Objective:
Copy out every one of the items below word for word, keeping each line unchanged and in its original order.
* start Dataset content *
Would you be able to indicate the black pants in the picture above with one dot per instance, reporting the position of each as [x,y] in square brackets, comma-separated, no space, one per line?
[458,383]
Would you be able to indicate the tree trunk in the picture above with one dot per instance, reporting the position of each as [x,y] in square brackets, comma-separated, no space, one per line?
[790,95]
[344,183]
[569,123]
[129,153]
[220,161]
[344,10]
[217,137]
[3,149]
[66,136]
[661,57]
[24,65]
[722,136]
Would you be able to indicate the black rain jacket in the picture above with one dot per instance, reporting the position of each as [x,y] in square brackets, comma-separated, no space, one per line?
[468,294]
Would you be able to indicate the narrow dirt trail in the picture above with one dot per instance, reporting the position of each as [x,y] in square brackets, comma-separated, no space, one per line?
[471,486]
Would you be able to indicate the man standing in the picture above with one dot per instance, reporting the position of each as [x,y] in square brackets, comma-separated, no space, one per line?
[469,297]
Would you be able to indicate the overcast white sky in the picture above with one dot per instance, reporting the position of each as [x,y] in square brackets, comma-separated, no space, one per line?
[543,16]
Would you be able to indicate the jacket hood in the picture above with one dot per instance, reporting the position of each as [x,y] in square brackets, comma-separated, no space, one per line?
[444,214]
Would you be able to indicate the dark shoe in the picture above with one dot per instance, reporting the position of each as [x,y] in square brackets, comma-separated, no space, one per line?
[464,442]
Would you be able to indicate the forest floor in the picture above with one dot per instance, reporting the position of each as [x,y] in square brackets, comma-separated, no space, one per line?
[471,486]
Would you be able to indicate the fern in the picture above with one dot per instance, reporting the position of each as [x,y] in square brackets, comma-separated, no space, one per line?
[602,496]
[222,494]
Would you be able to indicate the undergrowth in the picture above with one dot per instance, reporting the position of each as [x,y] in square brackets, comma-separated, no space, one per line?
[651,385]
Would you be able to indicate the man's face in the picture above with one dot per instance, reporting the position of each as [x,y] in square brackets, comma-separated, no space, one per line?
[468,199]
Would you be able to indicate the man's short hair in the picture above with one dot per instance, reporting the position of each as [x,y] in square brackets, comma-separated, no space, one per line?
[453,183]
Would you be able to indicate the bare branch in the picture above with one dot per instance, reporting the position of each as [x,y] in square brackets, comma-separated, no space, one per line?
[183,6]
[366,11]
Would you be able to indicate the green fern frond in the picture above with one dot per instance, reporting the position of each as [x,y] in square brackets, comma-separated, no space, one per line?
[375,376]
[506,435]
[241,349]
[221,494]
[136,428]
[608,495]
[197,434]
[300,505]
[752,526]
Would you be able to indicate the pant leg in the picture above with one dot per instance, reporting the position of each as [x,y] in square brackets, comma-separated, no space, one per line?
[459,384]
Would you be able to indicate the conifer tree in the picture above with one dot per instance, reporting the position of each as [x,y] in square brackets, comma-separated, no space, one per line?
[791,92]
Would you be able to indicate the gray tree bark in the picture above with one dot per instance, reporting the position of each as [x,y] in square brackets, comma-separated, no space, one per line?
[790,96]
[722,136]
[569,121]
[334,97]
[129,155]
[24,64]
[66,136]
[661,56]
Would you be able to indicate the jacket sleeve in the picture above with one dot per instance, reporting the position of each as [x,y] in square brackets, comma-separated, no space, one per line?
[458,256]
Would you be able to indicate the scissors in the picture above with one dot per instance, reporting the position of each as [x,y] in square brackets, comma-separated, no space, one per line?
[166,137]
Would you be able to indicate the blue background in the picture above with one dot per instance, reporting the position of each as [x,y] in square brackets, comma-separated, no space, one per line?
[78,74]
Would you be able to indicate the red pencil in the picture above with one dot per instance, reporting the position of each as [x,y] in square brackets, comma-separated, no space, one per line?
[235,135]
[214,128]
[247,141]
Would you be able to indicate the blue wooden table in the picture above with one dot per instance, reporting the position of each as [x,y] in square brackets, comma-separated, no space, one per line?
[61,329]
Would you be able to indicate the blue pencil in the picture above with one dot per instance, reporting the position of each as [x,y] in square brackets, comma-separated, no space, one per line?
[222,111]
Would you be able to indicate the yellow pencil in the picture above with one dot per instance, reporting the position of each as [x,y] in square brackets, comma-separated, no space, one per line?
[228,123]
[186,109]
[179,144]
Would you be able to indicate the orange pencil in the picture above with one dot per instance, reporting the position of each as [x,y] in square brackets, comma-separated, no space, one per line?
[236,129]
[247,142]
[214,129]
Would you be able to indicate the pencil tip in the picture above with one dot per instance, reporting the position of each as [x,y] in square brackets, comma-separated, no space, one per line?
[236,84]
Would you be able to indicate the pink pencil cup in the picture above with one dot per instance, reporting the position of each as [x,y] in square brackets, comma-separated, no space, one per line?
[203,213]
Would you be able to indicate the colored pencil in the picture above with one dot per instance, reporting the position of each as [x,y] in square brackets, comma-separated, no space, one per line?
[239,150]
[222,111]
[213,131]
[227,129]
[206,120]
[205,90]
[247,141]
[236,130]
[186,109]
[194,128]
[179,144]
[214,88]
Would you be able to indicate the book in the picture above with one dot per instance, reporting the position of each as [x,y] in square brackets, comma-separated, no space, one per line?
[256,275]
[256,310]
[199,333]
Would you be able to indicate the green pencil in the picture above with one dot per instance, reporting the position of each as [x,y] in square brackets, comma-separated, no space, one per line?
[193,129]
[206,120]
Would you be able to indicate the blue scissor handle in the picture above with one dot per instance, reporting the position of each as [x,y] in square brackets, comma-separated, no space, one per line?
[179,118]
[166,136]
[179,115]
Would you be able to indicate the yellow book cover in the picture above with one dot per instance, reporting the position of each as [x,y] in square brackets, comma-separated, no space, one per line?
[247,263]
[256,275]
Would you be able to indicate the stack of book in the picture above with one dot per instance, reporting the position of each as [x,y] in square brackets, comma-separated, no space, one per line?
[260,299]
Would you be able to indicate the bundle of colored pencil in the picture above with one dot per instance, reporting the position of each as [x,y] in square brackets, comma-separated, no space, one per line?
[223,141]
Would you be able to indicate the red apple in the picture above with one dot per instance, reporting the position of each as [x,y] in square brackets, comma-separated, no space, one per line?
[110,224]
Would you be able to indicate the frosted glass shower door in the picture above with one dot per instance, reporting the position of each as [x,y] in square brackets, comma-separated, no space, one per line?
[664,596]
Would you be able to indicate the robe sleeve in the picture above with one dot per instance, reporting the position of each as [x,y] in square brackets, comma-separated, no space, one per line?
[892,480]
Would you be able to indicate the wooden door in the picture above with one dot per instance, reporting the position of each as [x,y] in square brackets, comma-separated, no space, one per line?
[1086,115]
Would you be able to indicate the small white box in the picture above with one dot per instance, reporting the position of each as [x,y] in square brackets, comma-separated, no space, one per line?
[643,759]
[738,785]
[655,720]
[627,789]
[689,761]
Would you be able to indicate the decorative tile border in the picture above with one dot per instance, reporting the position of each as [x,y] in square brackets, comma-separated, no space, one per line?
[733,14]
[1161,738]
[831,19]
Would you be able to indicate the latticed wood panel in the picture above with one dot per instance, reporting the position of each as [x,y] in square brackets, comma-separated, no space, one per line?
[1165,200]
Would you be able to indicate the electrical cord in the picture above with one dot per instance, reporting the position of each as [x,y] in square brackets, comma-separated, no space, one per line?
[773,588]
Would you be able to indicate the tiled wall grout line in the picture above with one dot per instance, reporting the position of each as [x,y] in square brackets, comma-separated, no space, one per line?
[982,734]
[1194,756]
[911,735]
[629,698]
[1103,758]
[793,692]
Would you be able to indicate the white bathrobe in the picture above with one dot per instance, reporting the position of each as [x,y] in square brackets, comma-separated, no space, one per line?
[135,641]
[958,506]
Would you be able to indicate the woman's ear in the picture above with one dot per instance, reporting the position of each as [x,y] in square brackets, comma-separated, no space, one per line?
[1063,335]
* end Dataset content *
The completed task:
Would you be able to indicate the black pants in the picture above with one dot per instance, reporting the position of each as [x,y] in square brackets, comma-separated, no space, one per line?
[458,383]
Would you be able to indicate the tree trunk in the picture above with one dot per instance, reporting the position of each as [x,y] in square brackets, comma-separated, no space, one per line?
[790,95]
[344,183]
[569,123]
[129,153]
[220,161]
[344,10]
[217,137]
[3,149]
[66,136]
[661,57]
[24,65]
[722,136]
Would you be able to indicate the black rain jacket in the picture above with one dot per instance, reporting the position of each as [x,y] in square brackets, comma-separated, no space, one per line?
[468,294]
Would you be able to indicate the narrow dirt trail in the picture above with one dot per instance, reporting the position of each as [x,y] in square brackets, comma-separated, no space, one per line?
[471,486]
Would you be able to indicate the man standing in the picture above with one dot per instance, reporting the position of each as [x,y] in square brackets, comma-separated, no space, one per line?
[469,297]
Would you be able to indicate the overcast white sky in the picture above with one dot per instance, reporting the position of each as [x,y] in square brackets, comma-separated, no space, one per line?
[543,16]
Would you be able to indicate the jacket hood in the picture above with one dot per instance, reporting the position of each as [x,y] in square brackets, comma-separated, no space, one per line?
[444,214]
Would you be able to indicate the dark shoe in the picture above with one dot per instance, reporting the position of each as [x,y] in square brackets, comma-separated, no space, one per line?
[464,442]
Would you be able to indicate the forest floor in the picture above with one dot per instance, reporting the position of each as [x,y] in square brackets, comma-separated, no space, one per line?
[471,486]
Would you be able to indicate the fern in the picture above with one dot per instance, reporting the position of each as [x,y] in square brackets, comma-separated, no space, one per line?
[602,496]
[222,494]
Would you be able to indicate the undergrowth in the picture above with one dot per instance, reporting the position of each as [x,y] in square brackets, comma-separated, no space, one per line?
[651,385]
Would you be able to indicate the man's face in the picture above with one dot per instance, reporting the position of each as [x,y] in square brackets, comma-separated, no space, one per line?
[468,199]
Would you be able to indicate the man's short hair in the picture above with one dot per instance, reporting the position of each as [x,y] in square brackets, comma-separated, no space, one per line?
[453,183]
Would you be able to indicate the bare branch in the picture above with one dot per instance, reporting the position of each as [x,y] in square brackets, comma-separated, no space, one per line?
[183,6]
[366,11]
Would you be able to indicate the green fern frond in the picture above with one dot per instance, reporting the position of each as [x,y] in square brackets, comma-separated, no space, one per line?
[375,376]
[506,435]
[241,349]
[221,494]
[136,428]
[608,495]
[197,434]
[300,505]
[752,526]
Would you be able to indicate the pant leg in the picture above with one dot per instance, reporting the position of each as [x,y] in square brackets, comma-separated, no space, one per line?
[459,384]
Would you be able to indicate the conifer tree in the picture above with one dot per instance, reporting the position of each as [x,y] in square brackets, comma-separated, no space, one per line?
[791,92]
Would you be able to indicate the gray tree bark in the picture above with one dot per instance, reporting the position of each as [x,y] in square brackets, comma-separated, no space, one per line?
[790,96]
[722,136]
[569,121]
[334,97]
[129,155]
[24,64]
[66,136]
[661,56]
Would you be able to indicate the jacket sleeve in the picture above with one dot per instance, reporting the position of each as [x,y] in square brackets, comma-separated, no space, one per line?
[458,256]
Would you be able to indicate the scissors in the picture above with one dot per instance, reporting the position of each as [x,y] in square brackets, comma-separated, no space, one per line?
[166,137]
Would you be able to indicate the blue background in the picture above with one dot per instance, reporting the position of each as [x,y] in square brackets, comma-separated, no space, one per line?
[78,74]
Would you be able to indicate the red pencil in the picture above with one dot per instance, reporting the position of each as [x,y] in square brackets, comma-separated, no space, one per line?
[235,135]
[214,128]
[247,141]
Would you be able to indicate the blue wooden table in the picture above with one dot per instance, reporting the position of each as [x,y] in square brackets, comma-separated, no space, one per line?
[61,329]
Would you be able to indicate the blue pencil in the picture above with one dot per instance, reporting the position of each as [x,y] in square brackets, comma-separated, no space, one per line?
[222,111]
Would you be able to indicate the yellow pencil in the picture above with one dot per instance, reporting the position of each as [x,y] in square brackets, comma-separated, no space, one per line?
[228,123]
[186,109]
[179,144]
Would you be able to indicate the orange pencil in the picture above with one dot per instance, reporting the position of each as [x,y] in square brackets, comma-separated, no space, one per line?
[236,129]
[247,142]
[214,129]
Would you be able to indicate the pencil tip in the picture above with one dot per instance, reporting the position of each as [x,y] in square brackets, comma-separated, no space, one per line?
[236,84]
Would you be able to indicate the pink pencil cup in the picture above with one dot per instance, reporting the position of each as [x,y] in square brackets, comma-separated, no space, one per line?
[203,213]
Would you be able to indicate the colored pencil in the picture above with one dot per instance, reporting the position of each as [x,y] in square brackets, comma-separated, no space, one per line?
[239,150]
[222,111]
[213,131]
[227,129]
[206,120]
[205,90]
[247,141]
[236,130]
[186,109]
[194,128]
[179,144]
[214,88]
Would you be able to indicate the book in the picture above with one dot per instance, reporting the position of each as [x,y] in square brackets, comma-separated, no space, one per line?
[256,275]
[256,310]
[199,333]
Would you be able to indicate the green pencil in the picture above with one dot per instance, reporting the position of each as [x,y] in square brackets, comma-separated, no space, one per line?
[193,129]
[206,120]
Would you be able to indicate the blue scissor handle in the picture above with one dot per instance, reporting the position of each as [x,y] in square brackets, comma-separated, no space, one per line?
[179,118]
[166,136]
[179,115]
Would you be able to indicate the yellow book cover in the picture above with one dot per instance, reporting the position of each as [x,y] in square brackets, comma-separated, no space, one per line?
[247,263]
[256,275]
Would you be able to indicate the stack of book in the picture above with one dot per instance, reporting the position of each as [x,y] in square brackets, comma-separated, no space, one per line?
[260,299]
Would you be able to indicate the bundle of colored pencil in the picture above with one dot per instance, reporting the position of each as [x,y] in square brackets, comma-separated, no space, one per line?
[223,141]
Would you be able to indicate the red apple in the picture above with one dot per instance, reporting the position of each as [x,y] in square brackets, comma-separated, no space, one per line?
[110,224]
Would you be able to indicate the frosted glass shower door in the picture above with one dot per instance, reporting the position of each as [x,y] in square brackets, comma-separated, no space, one per line?
[664,596]
Would you be able to indicate the robe sleeve in the picture above with one dot per instance, reporting the position of each as [x,y] in square brackets, comma-separated, no space, one per line?
[892,480]
Would you be able to indicate the wooden door in the picture above with one dot per instance, reporting the position of each as [x,y] in square brackets, comma-separated, no space, one per line?
[1086,115]
Would you be able to indicate the small white box in the picture above with one dot per instance, reporting the position of each as [x,y] in square brackets, comma-separated, no space, one per line?
[643,759]
[738,785]
[655,720]
[627,789]
[689,761]
Would you be able to indicate the decorative tile border in the picture above with one dot per instance, reporting the position of each as [x,y] in square brackets, comma-separated, no space, one per line?
[733,14]
[1161,738]
[831,19]
Would you be able to indicate the latticed wood panel in the picture above with one dot per instance, reporting the position of each as [x,y] in square brackets, comma-separated, no space, one per line?
[1165,200]
Would you be able to indicate the electrical cord in the picture above with one dot per instance, reporting the position of each as [x,y] in square brackets, comma-separated, no space, one per line?
[773,588]
Would you be able to indicate the tiled wall grout line in the picture above with one dot per instance, reporting the position of each as [x,y] in square brackets, comma-separated, no space, one per line?
[982,734]
[1194,756]
[911,735]
[629,698]
[1103,758]
[793,692]
Would you be able to indicate the white bathrobe in the picture above with one dot per instance, reporting the position of each as [x,y] in square brackets, comma-separated, no space, one per line?
[135,641]
[958,506]
Would you be able to indicate the woman's ear in the picture above with one dot per instance, reporting the position of each as [x,y] in square brackets, comma-separated, no space, one per line?
[1063,335]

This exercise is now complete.